[Opening Task input section]
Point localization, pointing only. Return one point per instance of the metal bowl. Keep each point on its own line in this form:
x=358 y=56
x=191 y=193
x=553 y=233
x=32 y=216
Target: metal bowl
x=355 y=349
[Closing Task input section]
#### What to produce:
An exact copy of every record is needed, so retype them all.

#### Result:
Point localization, pointing only. Return one point per instance of the metal bowl. Keep each point on its own line in this form:
x=358 y=56
x=191 y=193
x=553 y=233
x=32 y=216
Target: metal bowl
x=355 y=349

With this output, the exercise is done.